## start

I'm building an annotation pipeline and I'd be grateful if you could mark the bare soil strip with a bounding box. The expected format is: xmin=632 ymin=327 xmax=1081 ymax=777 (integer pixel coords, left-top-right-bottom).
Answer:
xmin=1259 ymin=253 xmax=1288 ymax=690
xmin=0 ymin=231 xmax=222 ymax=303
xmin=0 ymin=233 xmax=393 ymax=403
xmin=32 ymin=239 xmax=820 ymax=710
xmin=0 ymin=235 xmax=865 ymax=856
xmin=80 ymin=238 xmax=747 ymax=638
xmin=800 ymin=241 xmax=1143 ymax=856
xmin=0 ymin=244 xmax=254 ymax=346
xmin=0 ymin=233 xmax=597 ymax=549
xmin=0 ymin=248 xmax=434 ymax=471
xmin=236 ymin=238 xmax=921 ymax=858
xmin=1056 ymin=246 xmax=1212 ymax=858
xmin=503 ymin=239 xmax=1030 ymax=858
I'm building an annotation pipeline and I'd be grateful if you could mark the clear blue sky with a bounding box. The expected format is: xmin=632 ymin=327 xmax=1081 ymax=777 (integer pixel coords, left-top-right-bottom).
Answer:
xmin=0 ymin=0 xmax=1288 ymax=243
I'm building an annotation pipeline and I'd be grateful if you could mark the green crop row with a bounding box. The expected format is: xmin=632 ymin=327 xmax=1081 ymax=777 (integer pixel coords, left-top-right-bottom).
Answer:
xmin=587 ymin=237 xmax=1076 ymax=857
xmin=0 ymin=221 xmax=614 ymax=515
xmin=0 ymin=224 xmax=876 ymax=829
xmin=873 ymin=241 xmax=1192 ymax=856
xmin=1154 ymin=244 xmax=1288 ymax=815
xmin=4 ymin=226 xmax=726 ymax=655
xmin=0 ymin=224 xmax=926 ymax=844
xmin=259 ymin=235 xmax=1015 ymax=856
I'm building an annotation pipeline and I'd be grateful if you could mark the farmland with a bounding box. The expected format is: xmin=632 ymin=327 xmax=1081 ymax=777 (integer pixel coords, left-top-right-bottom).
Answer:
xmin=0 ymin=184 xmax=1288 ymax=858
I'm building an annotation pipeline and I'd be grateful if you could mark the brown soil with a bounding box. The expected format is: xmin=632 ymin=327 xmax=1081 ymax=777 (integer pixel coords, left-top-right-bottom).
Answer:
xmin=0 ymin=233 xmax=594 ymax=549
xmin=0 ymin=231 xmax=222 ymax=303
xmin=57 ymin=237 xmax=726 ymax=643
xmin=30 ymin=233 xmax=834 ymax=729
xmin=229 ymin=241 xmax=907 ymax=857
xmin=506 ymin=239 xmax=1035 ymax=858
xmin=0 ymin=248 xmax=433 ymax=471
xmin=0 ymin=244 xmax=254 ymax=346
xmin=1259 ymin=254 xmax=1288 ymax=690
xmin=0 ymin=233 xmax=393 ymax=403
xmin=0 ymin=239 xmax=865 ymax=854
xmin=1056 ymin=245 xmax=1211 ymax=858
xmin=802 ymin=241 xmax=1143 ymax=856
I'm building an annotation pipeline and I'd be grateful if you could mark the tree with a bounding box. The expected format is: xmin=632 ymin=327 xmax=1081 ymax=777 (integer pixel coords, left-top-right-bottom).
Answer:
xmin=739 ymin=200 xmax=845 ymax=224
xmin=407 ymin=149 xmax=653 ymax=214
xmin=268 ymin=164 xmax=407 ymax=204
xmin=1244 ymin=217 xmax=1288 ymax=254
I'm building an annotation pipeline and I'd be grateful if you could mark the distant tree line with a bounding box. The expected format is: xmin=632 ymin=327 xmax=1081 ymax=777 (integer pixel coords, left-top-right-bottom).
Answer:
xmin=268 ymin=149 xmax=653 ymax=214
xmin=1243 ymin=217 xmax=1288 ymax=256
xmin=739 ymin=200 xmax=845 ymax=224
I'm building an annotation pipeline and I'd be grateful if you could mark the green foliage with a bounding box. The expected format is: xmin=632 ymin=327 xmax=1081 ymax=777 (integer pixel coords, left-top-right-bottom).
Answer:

## end

STATED PROBLEM -
Convert each line of the records above into a numbered list, omitting any blank lines.

OUTPUT -
1. I'm building an annotation pipeline and I'd be grateful if you could mark the bare soil strip with a bounding box. The expected format is: xmin=632 ymin=327 xmax=1081 ymax=777 (integer pixel coords, left-top-right-bottom).
2. Answer:
3. xmin=1259 ymin=253 xmax=1288 ymax=690
4. xmin=0 ymin=231 xmax=222 ymax=303
5. xmin=0 ymin=233 xmax=393 ymax=403
6. xmin=32 ymin=239 xmax=820 ymax=710
7. xmin=0 ymin=235 xmax=865 ymax=856
8. xmin=80 ymin=238 xmax=747 ymax=638
9. xmin=800 ymin=241 xmax=1143 ymax=856
10. xmin=0 ymin=244 xmax=254 ymax=346
11. xmin=0 ymin=233 xmax=597 ymax=549
12. xmin=0 ymin=248 xmax=434 ymax=471
13. xmin=236 ymin=238 xmax=921 ymax=858
14. xmin=1056 ymin=246 xmax=1212 ymax=858
15. xmin=503 ymin=239 xmax=1030 ymax=858
16. I'm building an annotation pipeline and I'd be grateful if you could mark the clear blue sky with a bounding box. The expected format is: xmin=632 ymin=327 xmax=1081 ymax=777 (integer pixel coords, left-top-right-bottom).
17. Answer:
18. xmin=0 ymin=0 xmax=1288 ymax=243
19. I'm building an annotation pipeline and I'd be grateful if you could mark the green crop row with a bounding box. The expected format is: xmin=632 ymin=327 xmax=1081 ymax=777 (integer pixel coords, left-top-right-bottom).
20. Answer:
21. xmin=587 ymin=237 xmax=1076 ymax=857
22. xmin=0 ymin=221 xmax=614 ymax=515
23. xmin=0 ymin=224 xmax=876 ymax=829
24. xmin=873 ymin=241 xmax=1192 ymax=856
25. xmin=1154 ymin=244 xmax=1288 ymax=815
26. xmin=4 ymin=226 xmax=726 ymax=655
27. xmin=0 ymin=224 xmax=926 ymax=844
28. xmin=259 ymin=235 xmax=1015 ymax=856
29. I'm building an annotation pipeline and I'd be grateful if you could mark the farmland with a bounding box. The expected format is: xmin=632 ymin=327 xmax=1081 ymax=777 (integer pixel coords, left-top-right-bottom).
30. Answer:
31. xmin=0 ymin=184 xmax=1288 ymax=858
32. I'm building an annotation pipeline and I'd be grateful if you could mark the brown soil with a bounding box. The expected format is: xmin=632 ymin=327 xmax=1081 ymax=777 (integer pixel coords, left-top-right-bottom).
33. Answer:
34. xmin=0 ymin=233 xmax=594 ymax=549
35. xmin=0 ymin=231 xmax=222 ymax=303
36. xmin=57 ymin=237 xmax=726 ymax=643
37. xmin=30 ymin=233 xmax=834 ymax=729
38. xmin=229 ymin=241 xmax=907 ymax=857
39. xmin=506 ymin=239 xmax=1035 ymax=858
40. xmin=0 ymin=248 xmax=433 ymax=471
41. xmin=0 ymin=244 xmax=254 ymax=346
42. xmin=1259 ymin=254 xmax=1288 ymax=690
43. xmin=0 ymin=233 xmax=393 ymax=403
44. xmin=0 ymin=239 xmax=865 ymax=854
45. xmin=1056 ymin=245 xmax=1211 ymax=858
46. xmin=802 ymin=241 xmax=1143 ymax=856
47. I'm building an annotation pipeline and I'd be grateful if you could mark the tree with a bounding box. The expected format is: xmin=632 ymin=327 xmax=1081 ymax=777 (integer pixel coords, left-top-right-bottom).
48. Answer:
49. xmin=739 ymin=200 xmax=845 ymax=224
50. xmin=407 ymin=149 xmax=653 ymax=214
51. xmin=268 ymin=164 xmax=407 ymax=204
52. xmin=1244 ymin=217 xmax=1288 ymax=254
53. I'm building an annotation pipeline and I'd be grateful if you could mark the distant tree line with a bounding box. The expected format is: xmin=632 ymin=327 xmax=1081 ymax=777 (integer pixel coords, left-top-right-bottom).
54. Answer:
55. xmin=268 ymin=149 xmax=653 ymax=214
56. xmin=1243 ymin=217 xmax=1288 ymax=256
57. xmin=739 ymin=200 xmax=845 ymax=224
58. I'm building an annotation pipeline and I'd be grateful if you could mark the green foliage with a bounding box. The expected format is: xmin=632 ymin=327 xmax=1081 ymax=777 (integer pixel coords, left-top-right-bottom).
59. Answer:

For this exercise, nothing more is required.